Data items:
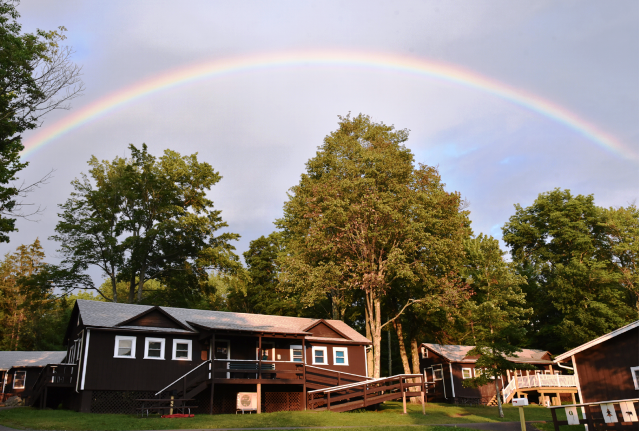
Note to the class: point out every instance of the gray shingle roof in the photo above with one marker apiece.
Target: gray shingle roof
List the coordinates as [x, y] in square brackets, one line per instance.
[10, 359]
[109, 314]
[457, 353]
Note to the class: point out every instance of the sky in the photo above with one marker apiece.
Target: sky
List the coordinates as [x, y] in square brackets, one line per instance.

▸ WHAT NEEDS TO BE DONE: Out of the entries, pull every line that mentions "shingle".

▸ YOUR RESPONSE:
Note to the class: point out every instance of the gray shingle roof in the photo above with one marker apiece.
Target: gray shingle roof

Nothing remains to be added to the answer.